[[ WORKING DATA, beginning ]]
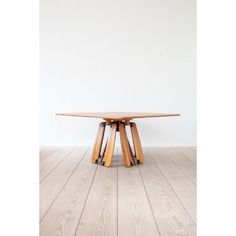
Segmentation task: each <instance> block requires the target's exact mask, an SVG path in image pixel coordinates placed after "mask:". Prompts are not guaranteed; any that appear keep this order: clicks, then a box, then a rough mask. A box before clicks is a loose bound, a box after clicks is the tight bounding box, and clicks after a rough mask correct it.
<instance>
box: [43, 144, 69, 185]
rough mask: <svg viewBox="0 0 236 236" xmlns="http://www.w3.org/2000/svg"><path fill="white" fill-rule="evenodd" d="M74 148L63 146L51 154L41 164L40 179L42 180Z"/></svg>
mask: <svg viewBox="0 0 236 236" xmlns="http://www.w3.org/2000/svg"><path fill="white" fill-rule="evenodd" d="M73 149H74V148H71V147H68V148H63V149H61V150H59V151H57V152H55V153H54V154H52V155H51V156H50V158H48V159H47V160H45V161H44V162H43V163H42V164H41V165H40V181H42V180H43V179H44V178H45V177H46V176H47V175H48V174H49V173H50V172H51V171H53V170H54V169H55V168H56V167H57V165H58V164H59V163H60V162H61V161H62V160H63V159H64V158H66V157H67V156H68V155H69V153H71V152H72V150H73Z"/></svg>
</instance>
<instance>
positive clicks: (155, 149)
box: [148, 148, 196, 223]
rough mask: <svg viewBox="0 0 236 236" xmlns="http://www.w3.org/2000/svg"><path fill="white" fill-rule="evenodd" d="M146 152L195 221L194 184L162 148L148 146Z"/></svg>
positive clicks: (195, 200) (194, 193)
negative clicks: (170, 186)
mask: <svg viewBox="0 0 236 236" xmlns="http://www.w3.org/2000/svg"><path fill="white" fill-rule="evenodd" d="M148 152H149V153H150V154H151V156H152V158H153V160H154V161H155V163H156V165H157V166H158V167H159V168H160V170H161V171H162V173H163V174H164V176H165V177H166V179H167V180H168V182H169V184H170V185H171V187H172V189H173V190H174V191H175V193H176V194H177V195H178V197H179V199H180V200H181V202H182V204H183V206H184V207H185V209H186V211H187V212H188V213H189V215H190V216H191V218H192V220H193V221H194V222H195V223H196V185H195V184H194V183H192V181H190V180H189V178H188V176H187V175H186V174H185V173H184V172H183V171H182V170H181V169H180V168H178V167H177V166H176V165H175V164H174V163H173V162H172V161H171V160H170V159H169V157H168V155H167V154H166V152H164V151H163V150H162V148H149V149H148Z"/></svg>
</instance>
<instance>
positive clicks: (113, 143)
mask: <svg viewBox="0 0 236 236" xmlns="http://www.w3.org/2000/svg"><path fill="white" fill-rule="evenodd" d="M116 130H117V123H113V124H112V125H111V128H110V134H109V138H108V142H107V147H106V151H105V154H104V158H103V161H104V162H105V166H106V167H110V166H111V162H112V156H113V151H114V147H115V140H116Z"/></svg>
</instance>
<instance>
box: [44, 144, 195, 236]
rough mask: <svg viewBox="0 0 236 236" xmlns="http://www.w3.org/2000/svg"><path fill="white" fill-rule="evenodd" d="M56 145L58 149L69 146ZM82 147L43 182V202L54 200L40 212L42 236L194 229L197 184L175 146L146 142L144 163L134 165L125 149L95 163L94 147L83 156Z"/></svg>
mask: <svg viewBox="0 0 236 236" xmlns="http://www.w3.org/2000/svg"><path fill="white" fill-rule="evenodd" d="M177 149H178V151H181V150H185V155H184V157H185V158H186V159H187V158H188V157H187V156H186V155H187V153H188V152H189V153H190V154H189V155H194V151H195V150H194V149H193V148H187V147H184V148H181V147H180V148H177ZM44 150H45V149H44ZM58 150H60V151H57V150H56V152H55V153H58V155H61V153H62V152H61V150H64V151H65V149H63V148H61V149H58ZM79 150H82V149H80V148H76V149H74V150H73V152H71V154H69V155H68V156H67V157H66V158H65V159H64V160H63V161H61V162H60V163H59V164H58V165H57V166H56V167H55V168H54V169H53V171H51V172H50V173H49V174H48V176H47V177H46V178H45V179H44V180H43V181H42V182H41V187H40V189H41V191H44V194H41V196H40V204H41V208H45V205H44V204H45V202H47V201H49V202H51V200H52V203H51V204H49V205H50V207H49V208H47V207H46V208H47V210H46V212H45V214H44V217H42V218H43V219H42V221H41V224H40V236H72V235H73V236H75V235H76V236H80V235H81V236H83V235H86V236H87V235H99V236H104V235H105V236H110V235H111V236H113V235H119V236H126V235H127V236H130V235H131V236H132V235H135V236H136V235H140V236H141V235H142V236H144V235H148V236H156V235H157V236H158V235H161V236H184V235H185V236H187V235H188V236H194V235H195V234H196V225H195V221H196V218H195V213H196V209H195V207H196V206H195V200H196V199H195V197H196V196H195V194H196V184H194V183H193V182H192V181H190V177H189V175H188V173H187V172H188V167H189V165H185V164H184V163H183V162H182V161H183V160H181V161H178V163H177V162H174V161H173V159H174V158H178V157H179V155H180V154H179V153H180V152H178V154H176V153H177V151H176V148H145V149H144V154H145V163H144V165H136V166H133V167H132V168H126V167H124V166H123V163H122V162H123V160H122V156H121V149H119V155H118V156H117V155H114V158H113V165H112V166H111V167H110V168H104V167H103V166H100V165H94V164H92V163H91V160H90V158H91V153H92V150H91V149H90V151H89V152H88V153H87V154H86V155H85V156H84V157H83V158H82V159H81V155H80V154H82V153H80V151H79ZM115 150H116V149H115ZM186 150H187V151H186ZM55 153H52V155H50V156H51V157H53V156H54V155H55ZM115 153H116V151H115ZM54 158H56V157H55V156H54ZM49 159H50V158H48V160H49ZM180 159H181V158H180ZM189 161H190V159H189ZM190 162H191V161H190ZM43 163H44V165H45V163H47V162H43ZM48 163H49V165H50V162H48ZM192 163H193V162H192ZM182 164H184V168H185V169H184V168H181V166H180V165H182ZM193 164H194V163H193ZM117 166H118V168H117ZM194 166H196V165H195V164H194ZM190 169H192V167H190ZM96 171H97V172H96ZM47 185H48V186H47ZM43 189H45V190H43ZM50 190H51V191H50ZM55 195H56V197H55V198H54V196H55ZM50 199H51V200H50ZM46 205H47V204H46ZM41 210H42V209H41ZM159 232H160V234H159Z"/></svg>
[[ WORKING DATA, end ]]
ABOUT THIS EXERCISE - Render the lines from the start of the records through the line containing "148L63 146L51 154L41", inclusive, as a numbered list with blank lines and pictures left out.

WRITTEN REPLY -
1. Segmentation task: each <instance> block requires the target's exact mask, an SVG path in image pixel coordinates placed after "mask:". Prompts are not guaranteed; any that appear keep this order: clicks, then a box, then a rough mask. A box before clicks is a loose bound, a box after clicks is the tight bounding box, and clicks after a rough mask correct it.
2. <instance>
3. box: [43, 144, 69, 185]
4. rough mask: <svg viewBox="0 0 236 236" xmlns="http://www.w3.org/2000/svg"><path fill="white" fill-rule="evenodd" d="M74 148L63 146L51 154L41 164L40 179L42 180Z"/></svg>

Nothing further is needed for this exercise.